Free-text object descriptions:
/---

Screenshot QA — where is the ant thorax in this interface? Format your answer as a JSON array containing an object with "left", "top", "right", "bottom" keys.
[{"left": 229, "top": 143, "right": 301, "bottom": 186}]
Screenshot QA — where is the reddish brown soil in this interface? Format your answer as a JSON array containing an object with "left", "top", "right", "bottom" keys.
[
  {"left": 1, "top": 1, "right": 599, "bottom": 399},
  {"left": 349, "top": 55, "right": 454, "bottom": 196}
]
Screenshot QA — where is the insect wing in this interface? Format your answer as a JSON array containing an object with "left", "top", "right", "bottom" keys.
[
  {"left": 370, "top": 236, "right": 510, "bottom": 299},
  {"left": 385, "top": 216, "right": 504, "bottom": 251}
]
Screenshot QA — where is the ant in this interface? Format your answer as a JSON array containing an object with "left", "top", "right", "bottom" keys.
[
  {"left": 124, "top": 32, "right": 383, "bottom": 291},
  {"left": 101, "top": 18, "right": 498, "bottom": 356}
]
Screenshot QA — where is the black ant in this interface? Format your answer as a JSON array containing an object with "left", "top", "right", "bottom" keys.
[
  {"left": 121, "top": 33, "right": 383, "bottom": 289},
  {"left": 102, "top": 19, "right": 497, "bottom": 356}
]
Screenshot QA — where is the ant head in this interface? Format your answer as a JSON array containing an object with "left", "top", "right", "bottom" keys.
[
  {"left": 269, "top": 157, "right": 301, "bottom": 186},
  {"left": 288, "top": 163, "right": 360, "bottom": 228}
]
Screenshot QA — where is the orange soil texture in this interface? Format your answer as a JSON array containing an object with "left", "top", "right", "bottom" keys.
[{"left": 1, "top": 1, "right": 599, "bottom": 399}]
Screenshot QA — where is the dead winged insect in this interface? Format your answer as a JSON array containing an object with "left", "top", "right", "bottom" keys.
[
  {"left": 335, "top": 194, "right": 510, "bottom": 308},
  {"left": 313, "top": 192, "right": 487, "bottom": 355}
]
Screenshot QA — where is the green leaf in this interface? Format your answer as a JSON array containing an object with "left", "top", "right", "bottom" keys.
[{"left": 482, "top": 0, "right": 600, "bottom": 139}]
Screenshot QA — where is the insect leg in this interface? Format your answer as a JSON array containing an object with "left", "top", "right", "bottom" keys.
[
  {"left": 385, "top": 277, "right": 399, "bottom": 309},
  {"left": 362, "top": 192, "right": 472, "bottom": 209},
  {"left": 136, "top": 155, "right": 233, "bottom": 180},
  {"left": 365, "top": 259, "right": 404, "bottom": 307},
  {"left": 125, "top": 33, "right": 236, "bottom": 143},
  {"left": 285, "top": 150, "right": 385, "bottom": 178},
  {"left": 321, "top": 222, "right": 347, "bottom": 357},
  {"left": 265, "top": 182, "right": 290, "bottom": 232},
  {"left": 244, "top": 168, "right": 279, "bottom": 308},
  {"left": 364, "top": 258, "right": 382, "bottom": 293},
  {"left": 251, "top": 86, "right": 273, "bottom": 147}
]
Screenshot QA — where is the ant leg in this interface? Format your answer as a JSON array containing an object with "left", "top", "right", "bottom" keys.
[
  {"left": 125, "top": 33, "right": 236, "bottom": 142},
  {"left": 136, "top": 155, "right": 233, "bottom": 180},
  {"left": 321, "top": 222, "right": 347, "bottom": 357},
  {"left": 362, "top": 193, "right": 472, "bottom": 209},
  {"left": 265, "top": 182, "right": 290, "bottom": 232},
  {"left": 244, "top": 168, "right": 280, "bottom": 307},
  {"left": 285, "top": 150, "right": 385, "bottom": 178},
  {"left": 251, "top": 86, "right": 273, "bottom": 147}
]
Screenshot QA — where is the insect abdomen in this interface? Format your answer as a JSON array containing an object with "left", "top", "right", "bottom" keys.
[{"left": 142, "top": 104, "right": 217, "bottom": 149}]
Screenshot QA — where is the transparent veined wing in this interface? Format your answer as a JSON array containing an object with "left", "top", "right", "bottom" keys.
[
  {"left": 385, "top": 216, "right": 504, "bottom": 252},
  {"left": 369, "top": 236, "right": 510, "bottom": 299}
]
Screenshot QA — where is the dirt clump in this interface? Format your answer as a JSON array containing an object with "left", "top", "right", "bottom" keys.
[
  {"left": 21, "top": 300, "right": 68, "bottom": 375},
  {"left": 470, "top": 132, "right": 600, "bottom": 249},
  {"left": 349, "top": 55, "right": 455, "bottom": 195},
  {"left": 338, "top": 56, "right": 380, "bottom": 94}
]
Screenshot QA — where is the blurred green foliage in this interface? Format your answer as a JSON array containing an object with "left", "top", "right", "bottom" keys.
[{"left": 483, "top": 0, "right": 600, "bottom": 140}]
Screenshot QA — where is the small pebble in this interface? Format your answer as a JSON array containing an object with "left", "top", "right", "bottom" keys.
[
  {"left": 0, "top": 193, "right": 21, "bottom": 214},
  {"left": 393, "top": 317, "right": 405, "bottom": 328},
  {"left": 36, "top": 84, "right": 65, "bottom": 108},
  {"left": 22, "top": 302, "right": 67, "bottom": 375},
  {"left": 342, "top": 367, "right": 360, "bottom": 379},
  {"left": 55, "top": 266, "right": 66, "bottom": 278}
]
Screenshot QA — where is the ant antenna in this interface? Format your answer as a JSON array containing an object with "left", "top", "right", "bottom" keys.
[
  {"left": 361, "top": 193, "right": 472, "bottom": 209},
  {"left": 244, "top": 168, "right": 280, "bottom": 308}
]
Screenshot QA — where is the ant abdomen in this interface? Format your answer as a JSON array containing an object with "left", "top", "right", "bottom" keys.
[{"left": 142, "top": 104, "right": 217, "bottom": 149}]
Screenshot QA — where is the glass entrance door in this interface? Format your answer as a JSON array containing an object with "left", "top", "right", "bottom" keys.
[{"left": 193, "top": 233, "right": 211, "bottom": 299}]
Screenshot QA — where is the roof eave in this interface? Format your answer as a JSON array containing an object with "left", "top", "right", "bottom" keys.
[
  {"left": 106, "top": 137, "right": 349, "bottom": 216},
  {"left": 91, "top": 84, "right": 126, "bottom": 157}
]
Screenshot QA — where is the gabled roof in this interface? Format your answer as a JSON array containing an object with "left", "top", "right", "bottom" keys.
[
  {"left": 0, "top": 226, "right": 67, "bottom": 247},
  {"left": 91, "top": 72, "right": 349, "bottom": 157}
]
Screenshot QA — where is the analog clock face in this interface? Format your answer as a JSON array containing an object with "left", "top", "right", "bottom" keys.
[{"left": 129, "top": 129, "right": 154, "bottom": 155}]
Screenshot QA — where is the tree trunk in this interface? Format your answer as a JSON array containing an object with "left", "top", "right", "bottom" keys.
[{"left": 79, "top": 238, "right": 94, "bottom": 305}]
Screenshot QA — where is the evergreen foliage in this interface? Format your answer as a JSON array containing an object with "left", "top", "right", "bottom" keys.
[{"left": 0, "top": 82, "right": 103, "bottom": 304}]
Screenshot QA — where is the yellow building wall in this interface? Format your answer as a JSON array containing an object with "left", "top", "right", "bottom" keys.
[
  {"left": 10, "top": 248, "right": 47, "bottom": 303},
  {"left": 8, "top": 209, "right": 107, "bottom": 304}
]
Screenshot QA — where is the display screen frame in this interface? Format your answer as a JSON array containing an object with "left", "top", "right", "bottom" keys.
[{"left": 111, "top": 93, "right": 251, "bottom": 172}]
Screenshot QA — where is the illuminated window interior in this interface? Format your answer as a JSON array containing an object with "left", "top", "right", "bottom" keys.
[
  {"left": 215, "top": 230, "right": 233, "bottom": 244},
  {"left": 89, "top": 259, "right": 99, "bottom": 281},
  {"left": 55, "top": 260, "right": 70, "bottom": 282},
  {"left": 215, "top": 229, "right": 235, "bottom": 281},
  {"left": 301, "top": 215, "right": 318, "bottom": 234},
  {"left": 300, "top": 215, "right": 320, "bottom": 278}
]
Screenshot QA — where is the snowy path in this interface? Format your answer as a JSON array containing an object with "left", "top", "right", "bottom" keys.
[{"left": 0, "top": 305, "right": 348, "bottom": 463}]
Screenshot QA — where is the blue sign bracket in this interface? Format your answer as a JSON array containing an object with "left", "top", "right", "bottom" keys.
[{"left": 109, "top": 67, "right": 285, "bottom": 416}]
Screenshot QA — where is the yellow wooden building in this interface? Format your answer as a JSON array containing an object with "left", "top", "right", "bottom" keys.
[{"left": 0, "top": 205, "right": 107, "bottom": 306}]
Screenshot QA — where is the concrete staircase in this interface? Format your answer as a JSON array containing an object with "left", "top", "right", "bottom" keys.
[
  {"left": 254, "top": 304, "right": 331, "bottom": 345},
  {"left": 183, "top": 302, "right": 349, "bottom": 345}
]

\---

(WHAT TO WORK ON): Print exactly the stretch of lines beginning with the one that holds "Screenshot QA — where is the concrete" and ending at the last line above.

(THE COMPLETED TASK):
Screenshot QA — where is the concrete staircase in this interface? Format your answer as a JSON array containing an object with "left", "top", "right", "bottom" keys.
[
  {"left": 254, "top": 304, "right": 331, "bottom": 345},
  {"left": 183, "top": 302, "right": 349, "bottom": 345}
]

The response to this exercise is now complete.